Data to process:

⁂

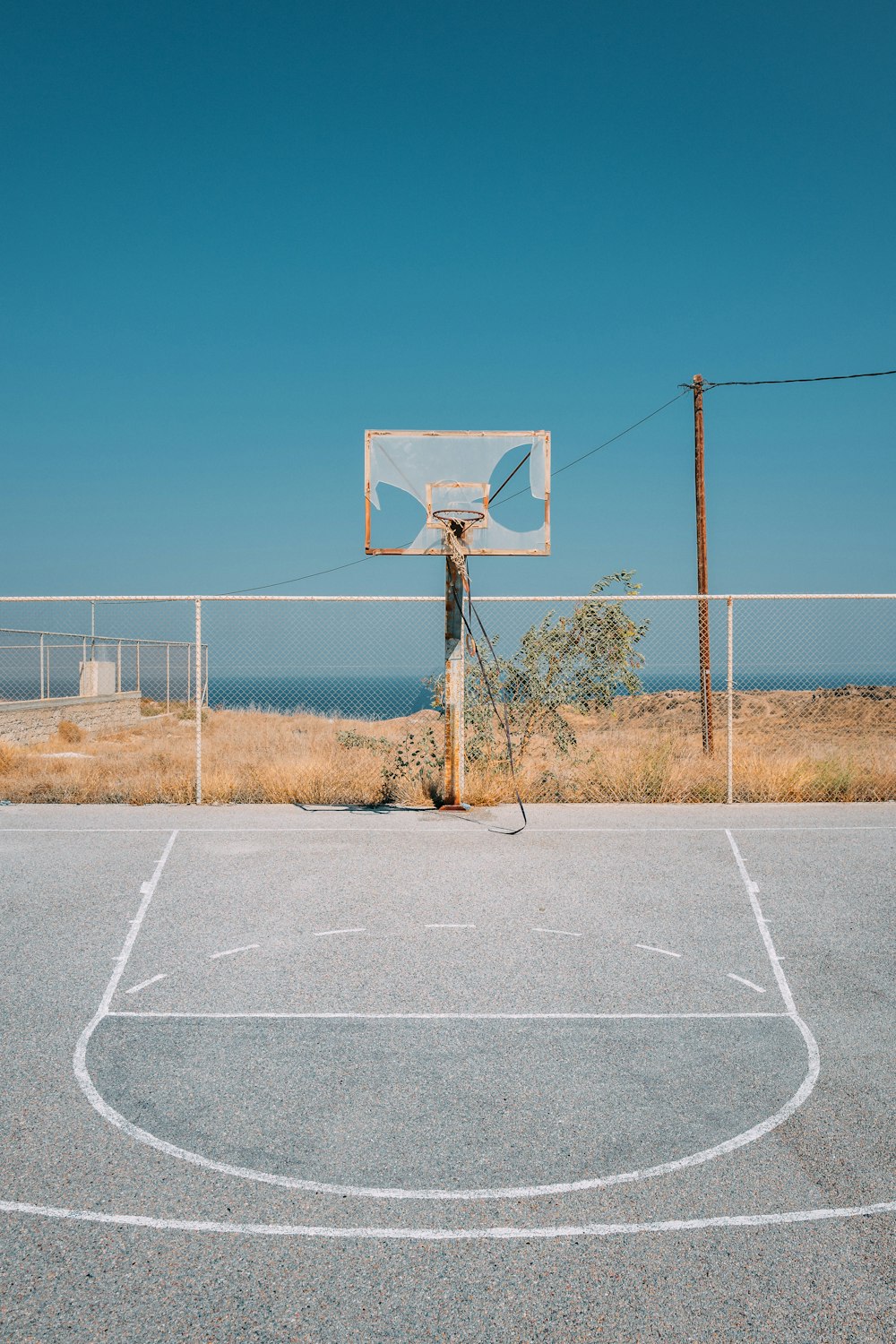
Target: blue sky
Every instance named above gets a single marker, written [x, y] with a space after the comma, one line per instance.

⁂

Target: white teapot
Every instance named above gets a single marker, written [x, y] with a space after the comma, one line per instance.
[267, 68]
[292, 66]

⁂

The problem: Gather every line of the material that contains the word "Target", and copy each one out in the order it appears.

Answer:
Target: blue sky
Target: white teapot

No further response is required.